• _Problemas a resolver_
1: En el texto sobre la misa, ¿a qué edad dejó el autor de ir a misa y de rezar?
2: Traduce al inglés esta oración del texto sobre la misa: "Esto que me pasó a mí no es nada atípico."

• _Texto para leer_
Vale la pena ir a misa? - Jaime Bayly



Yo fui bautizado en la religión católica, no me confirmé porque me pareció
un acto saludable de rebeldía -del que, perdónenme la terquedad, no me
arrepiento-, dejé de ir a misa y rezar cuando cumplí los 18 años, y
durante mucho tiempo -más de 15 años- me mantuve alejado de la iglesia
católica y, por supuesto, de todas las iglesias. Me aparté de las
prácticas y rituales religiosos en los que fui celosamente educado por una
sencilla razón: porque pensé y sentí que las enseñanzas de la iglesia en
algunos de los temas que más conflictos me planteaban -por ejemplo, la
sexualidad- estaban divorciadas de la realidad y la sensatez. Le di la
espalda a Dios porque creí honestamente que su iglesia defendía unas ideas
que me condenaban a la infelicidad.
Esto que me pasó a mí no es nada atípico. Muchos jóvenes rompen con la
iglesia católica porque no encuentran en ella, en su prédica y su
liturgia, las respuestas a sus problemas, y porque perciben sinceramente
que las cosas que la iglesia dice están fuera de la realidad.
Hace más o menos un año, no sé bien por qué, volví a rezar. Trato de rezar
en las mañanas y en las noches, y también, todo hay que decirlo, cuando me
subo a un avión y recuerdo la fragilidad de la existencia humana. Quizás
sentí la necesidad de hablarle a Dios, a la idea de un creador supremo, de
un padre infinitamente bondadoso, sólo porque quería darle gracias por
tantas cosas maravillosas que me han sido dadas -mis hijas, la familia, el
amor, la salud- y porque quería contarle, a mi humilde manera, los asuntos
que me inquietaban y para los que no hallaba una respuesta satisfactoria.

• _Datos proporcionados_
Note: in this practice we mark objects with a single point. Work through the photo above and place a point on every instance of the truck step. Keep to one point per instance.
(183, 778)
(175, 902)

• _Las respuestas_
1: A los 18 años.

2: What happened to me is not at all unusual.